→ Stored records:
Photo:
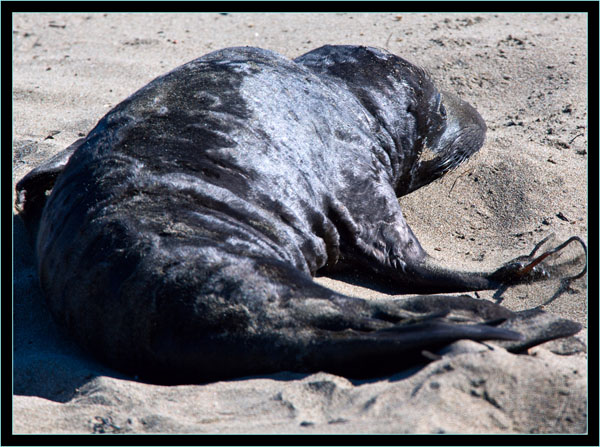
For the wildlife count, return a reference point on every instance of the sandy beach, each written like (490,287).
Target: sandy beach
(527,76)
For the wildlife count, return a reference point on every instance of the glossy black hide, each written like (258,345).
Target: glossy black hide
(180,237)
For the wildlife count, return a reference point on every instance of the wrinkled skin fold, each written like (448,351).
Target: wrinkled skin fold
(180,236)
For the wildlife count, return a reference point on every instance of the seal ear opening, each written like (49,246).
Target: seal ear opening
(32,189)
(460,135)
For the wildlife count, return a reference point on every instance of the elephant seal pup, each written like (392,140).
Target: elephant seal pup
(180,236)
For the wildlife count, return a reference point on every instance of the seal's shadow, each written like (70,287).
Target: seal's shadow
(45,362)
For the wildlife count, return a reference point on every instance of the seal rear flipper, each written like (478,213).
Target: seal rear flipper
(387,351)
(537,327)
(32,189)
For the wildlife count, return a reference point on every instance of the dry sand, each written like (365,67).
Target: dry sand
(525,73)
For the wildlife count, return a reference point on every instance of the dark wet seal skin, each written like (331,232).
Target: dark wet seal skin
(180,236)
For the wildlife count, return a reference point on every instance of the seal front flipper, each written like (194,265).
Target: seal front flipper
(33,188)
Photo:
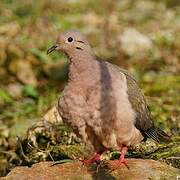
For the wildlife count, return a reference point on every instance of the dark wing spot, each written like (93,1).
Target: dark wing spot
(79,48)
(81,41)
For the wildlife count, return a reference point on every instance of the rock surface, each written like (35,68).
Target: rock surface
(139,170)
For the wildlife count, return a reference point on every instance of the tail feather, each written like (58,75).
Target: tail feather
(157,135)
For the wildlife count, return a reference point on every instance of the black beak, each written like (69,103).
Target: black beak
(53,48)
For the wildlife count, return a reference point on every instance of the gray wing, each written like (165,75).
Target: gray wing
(143,120)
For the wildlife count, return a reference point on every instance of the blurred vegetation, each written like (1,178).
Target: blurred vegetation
(31,81)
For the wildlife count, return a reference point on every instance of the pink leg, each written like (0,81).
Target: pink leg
(94,159)
(118,163)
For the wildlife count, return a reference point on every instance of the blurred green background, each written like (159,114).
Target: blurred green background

→ Instructions to follow: All entries above are to be reproduced exactly, with no pictures.

→ Finished task:
Photo:
For the wildlife count, return a reference point on every instance of the sandy beach, each written like (490,287).
Target: sandy beach
(527,76)
For the wildlife count, return a reference point on every instance of the glossy black hide, each written like (258,345).
Target: glossy black hide
(180,237)
For the wildlife count, return a reference point on every instance of the wrinkled skin fold, each written like (448,351).
Target: wrinkled skin fold
(180,236)
For the wildlife count, return a reference point on every instance of the seal ear opening, each written like (49,246).
Target: seal ear opening
(32,189)
(460,135)
For the wildlife count, return a reference point on every instance of the elephant seal pup, each written like (392,140).
Target: elephant seal pup
(180,236)
For the wildlife count, return a reference point on every instance of the seal's shadow, each written like (70,287).
Target: seal's shadow
(45,362)
For the wildlife count, return a reference point on every instance of the seal rear flipper, each written like (478,213).
Target: seal rear flipper
(387,351)
(537,327)
(32,189)
For the wildlife count, return a reference point on every instance of the dry sand, each written like (365,67).
Target: dry sand
(525,73)
For the wildlife count, return a reference point on every instance of the dark wet seal skin, each written like (331,232).
Target: dark wet seal skin
(180,236)
For the wildlife count, return a reference point on every instance of the seal front flipper, each written like (194,265).
Target: seal front flipper
(33,188)
Photo:
For the wildlife count, return a reference point on every instance of the dark wing spot, each written like (93,1).
Target: dark wing spot
(79,48)
(81,41)
For the wildlife count, return a reference point on every instance of the rock surface, each written like (35,68).
Target: rock surface
(139,170)
For the wildlife count, return a reference point on every instance of the tail feather, each written like (58,75).
Target: tail feather
(157,135)
For the wildlife count, return a reference point on every instance of the black beak, each written like (69,103).
Target: black beak
(53,48)
For the wildlife count, return a reference point on every instance of the gray wing, each written like (165,75).
Target: gray wing
(143,120)
For the wildlife count, return a reference point on every instance of the blurred vegetation, each written like (1,178).
Target: blurred vegetation
(31,81)
For the wildlife count, return a reference point on every instance of the pink leg, each written like (0,81).
Target: pink leg
(94,159)
(118,163)
For the wildlife count, return a reference point on every instance of the blurred green background, each written like (159,114).
Target: blurred green background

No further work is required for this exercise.